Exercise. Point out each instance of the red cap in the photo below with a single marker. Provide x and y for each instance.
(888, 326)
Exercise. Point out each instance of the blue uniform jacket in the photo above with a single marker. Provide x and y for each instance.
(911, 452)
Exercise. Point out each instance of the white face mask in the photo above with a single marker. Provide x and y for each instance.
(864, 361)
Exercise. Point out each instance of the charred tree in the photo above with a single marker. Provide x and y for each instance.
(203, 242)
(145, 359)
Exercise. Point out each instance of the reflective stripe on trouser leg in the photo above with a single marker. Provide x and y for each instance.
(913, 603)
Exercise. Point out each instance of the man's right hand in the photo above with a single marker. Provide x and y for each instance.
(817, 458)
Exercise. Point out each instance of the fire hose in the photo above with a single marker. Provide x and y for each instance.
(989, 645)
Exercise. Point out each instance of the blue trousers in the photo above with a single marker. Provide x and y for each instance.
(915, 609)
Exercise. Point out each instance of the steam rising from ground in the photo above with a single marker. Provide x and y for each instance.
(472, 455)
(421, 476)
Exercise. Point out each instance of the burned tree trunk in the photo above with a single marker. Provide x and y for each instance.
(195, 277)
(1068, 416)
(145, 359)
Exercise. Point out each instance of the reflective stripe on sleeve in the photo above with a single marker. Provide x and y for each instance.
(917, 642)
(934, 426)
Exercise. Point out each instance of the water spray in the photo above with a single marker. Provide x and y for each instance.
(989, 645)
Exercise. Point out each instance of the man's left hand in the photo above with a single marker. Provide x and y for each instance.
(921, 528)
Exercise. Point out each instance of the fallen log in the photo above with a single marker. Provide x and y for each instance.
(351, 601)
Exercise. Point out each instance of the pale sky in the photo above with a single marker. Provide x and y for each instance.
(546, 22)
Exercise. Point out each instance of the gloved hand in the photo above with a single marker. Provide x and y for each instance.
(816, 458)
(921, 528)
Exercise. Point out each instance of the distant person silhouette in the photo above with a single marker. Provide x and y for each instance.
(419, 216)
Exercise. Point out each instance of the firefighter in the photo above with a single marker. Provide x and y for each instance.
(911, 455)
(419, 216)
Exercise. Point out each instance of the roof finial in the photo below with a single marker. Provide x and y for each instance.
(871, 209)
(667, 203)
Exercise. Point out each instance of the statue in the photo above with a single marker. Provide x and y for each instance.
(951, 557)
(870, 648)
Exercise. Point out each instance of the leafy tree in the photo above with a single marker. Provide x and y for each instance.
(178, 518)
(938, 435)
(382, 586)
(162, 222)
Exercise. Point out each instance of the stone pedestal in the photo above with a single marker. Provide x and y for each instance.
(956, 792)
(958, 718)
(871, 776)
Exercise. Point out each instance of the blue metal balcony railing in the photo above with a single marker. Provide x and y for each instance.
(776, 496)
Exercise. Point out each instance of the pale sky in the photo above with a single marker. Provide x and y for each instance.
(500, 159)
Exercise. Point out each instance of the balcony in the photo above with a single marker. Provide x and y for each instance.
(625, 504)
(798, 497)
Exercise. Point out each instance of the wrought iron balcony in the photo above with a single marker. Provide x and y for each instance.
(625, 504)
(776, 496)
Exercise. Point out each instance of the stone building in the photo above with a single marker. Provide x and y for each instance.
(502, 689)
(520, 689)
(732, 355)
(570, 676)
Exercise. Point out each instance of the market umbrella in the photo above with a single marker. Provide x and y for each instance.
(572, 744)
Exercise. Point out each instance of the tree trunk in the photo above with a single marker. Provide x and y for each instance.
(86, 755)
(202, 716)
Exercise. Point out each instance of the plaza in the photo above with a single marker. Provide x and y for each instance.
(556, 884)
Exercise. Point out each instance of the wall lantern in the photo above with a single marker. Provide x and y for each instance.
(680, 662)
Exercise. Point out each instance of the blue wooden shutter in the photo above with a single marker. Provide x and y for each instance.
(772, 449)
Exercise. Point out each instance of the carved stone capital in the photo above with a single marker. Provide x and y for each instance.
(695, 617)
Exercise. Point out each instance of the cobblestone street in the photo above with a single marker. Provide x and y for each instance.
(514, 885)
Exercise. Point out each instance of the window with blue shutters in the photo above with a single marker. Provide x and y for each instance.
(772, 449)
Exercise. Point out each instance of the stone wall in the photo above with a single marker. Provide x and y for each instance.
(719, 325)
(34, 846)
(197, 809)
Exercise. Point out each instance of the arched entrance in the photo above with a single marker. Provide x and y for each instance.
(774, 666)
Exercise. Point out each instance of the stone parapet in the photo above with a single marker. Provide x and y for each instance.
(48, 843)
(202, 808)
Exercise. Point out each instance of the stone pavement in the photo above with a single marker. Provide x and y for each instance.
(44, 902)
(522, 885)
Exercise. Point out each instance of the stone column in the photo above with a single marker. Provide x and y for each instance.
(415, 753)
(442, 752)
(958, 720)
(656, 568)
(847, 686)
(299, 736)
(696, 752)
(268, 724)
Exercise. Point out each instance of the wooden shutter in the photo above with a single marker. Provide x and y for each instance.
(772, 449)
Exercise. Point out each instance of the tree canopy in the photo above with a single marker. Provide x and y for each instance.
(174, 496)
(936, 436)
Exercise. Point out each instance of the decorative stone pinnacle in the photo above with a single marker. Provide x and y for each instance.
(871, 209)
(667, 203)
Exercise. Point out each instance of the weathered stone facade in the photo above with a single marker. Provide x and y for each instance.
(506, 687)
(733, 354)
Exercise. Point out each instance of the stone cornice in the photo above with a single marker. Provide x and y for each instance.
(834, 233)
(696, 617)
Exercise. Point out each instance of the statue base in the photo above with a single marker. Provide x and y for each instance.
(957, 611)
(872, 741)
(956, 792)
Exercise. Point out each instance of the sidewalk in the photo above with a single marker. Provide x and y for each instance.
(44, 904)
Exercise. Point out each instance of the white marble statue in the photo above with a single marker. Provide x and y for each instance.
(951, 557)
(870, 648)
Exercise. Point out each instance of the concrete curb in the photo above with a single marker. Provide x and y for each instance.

********

▶ Aim of the exercise
Starting at the line that contains "Exercise. Point out each instance of the stone cornice", repeat each line exactly through the last one in the listing. Include both of those lines and nothing more.

▶ Finished answer
Exercise. Point out each instance of the stone cornice in the photo above with a single marker. Provide x and y for each instance.
(834, 233)
(696, 617)
Exercise. Point out each instance of the statue base in the photo above with a single marker. Provide x and y for each instance.
(957, 611)
(872, 741)
(956, 792)
Exercise. Point out each instance of the sidewalk in the photo above with a single marker. Provide x and y for each instance.
(44, 904)
Exercise. Point out each instance of the white marble statue in the photo above with a single marker. Provide x and y for each instance.
(951, 557)
(870, 648)
Exercise. Point out each instance of the concrete curb in the photo above with a single marker. Provide x and y for each instance.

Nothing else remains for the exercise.